>> BEGIN Page

There’s been lots of discussion lately about the prospects of staged-release movies. With last weekend’s releases all being of the platformed variety, all sorts of theories were being thrown around Ticker Talk about how to predict the box office for a movie about to go wide. These ranged from simple proportionality (“the movie made $1M on 100 screens last weekend, so it will make $10M on 1000 screens this weekend”) to fairly sophisticated rules of thumb (“with your typical expansion, screen averages drop by about 70%”). Hopefully, this column will be of some use in between the myriad alternatives.
To start, let’s quickly debunk that first method. The assumption behind the proportionality theory is that the amount of money made per theater does not change when the number of theaters increases. However, looking at most of the platformed movies since the latter half of 1998, I’ve seen only two instances of films that did not lose any per screen average (PSA) while significantly expanding. The first is A Simple Plan, which had a $5K PSA on 80 screens but a $5.2K PSA the next week on 660 screens (thanks to Ramon for pointing this one out). The second is Shakespeare in Love, which saw a $4.2K PSA in 833 theaters expand to a $4.6K PSA in 1956 theaters (this boost is entirely attributable to the announcement of Oscar nominations).
And that’s it. Just those two solitary exceptions (I looked at over 15). There are many reasons why this should be the case. First off, there will always be the natural dropoff of business at those theaters who are running the film for the second week (depending, as it always does, on the size of the opening weekend rush and the quality of word-of-mouth). And of course, we know that the movie business is not immune to the economic laws of competition – a theater enjoying a local monopoly on a film obviously will draw more patrons than one that has to contend with several others.

>> END Page
>> BEGIN Material

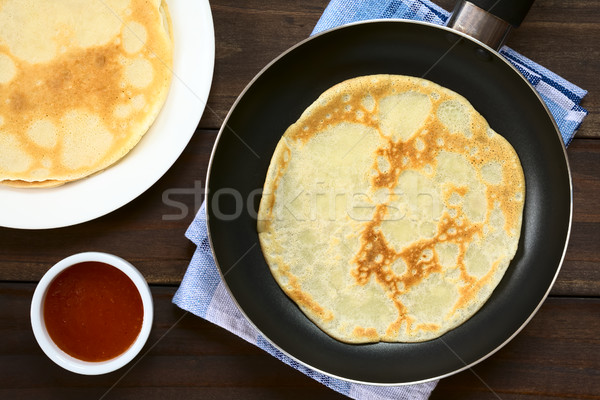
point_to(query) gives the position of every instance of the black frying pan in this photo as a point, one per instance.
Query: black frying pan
(276, 98)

>> END Material

### Task set
- 1) List every per screen average (PSA) figure that the box-office column gives for the two films that held their averages while expanding, and name the film each figure belongs to.
- 2) Write the next paragraph of the box-office column on platformed releases, picking up after its last sentence.

### Answers to each task
- 1)
- $5K (A Simple Plan, on 80 screens)
- $5.2K (A Simple Plan, on 660 screens)
- $4.2K (Shakespeare in Love, in 833 theaters)
- $4.6K (Shakespeare in Love, in 1956 theaters)

- 2)
Looking beyond these obvious reasons, though, one finds a number of subtler reasons that contribute to PSA decline. For one, many of these platformed releases are critical and artistic darlings, which might draw a lot better among New York and Los Angeles audiences than they do in suburban multiplexes. Another reason is that theaters that host the only run of a movie in a given city are often large, and run the movie on several screens, factors which aren’t duplicated when the film hits the ‘burbs.
So how do we use these factors to predict PSA dropoffs? Well, clearly the biggest factor is the size of the expansion. The three films that I looked at that made the biggest leap from limited release into wide release (percentage-wise) were SNOWF, LIVLO, and CIVIL. CIVIL went from $35.4K on two screens to $8.4K on 1802, a dropoff of 76% in PSA, SNOWF went from $16.3K on three screens to $3.4K on 1150 screens, a dropoff of 79%, and LIVLO had an 81% drop from $21.2K on 8 screens to $4.0K on 1086 screens. These three were three of only four films that registered a PSA drop of over 70% (the third being Election, which had a 78% drop when it went from 14 screens to 827; I’m not quite sure which factors to attribute that one to).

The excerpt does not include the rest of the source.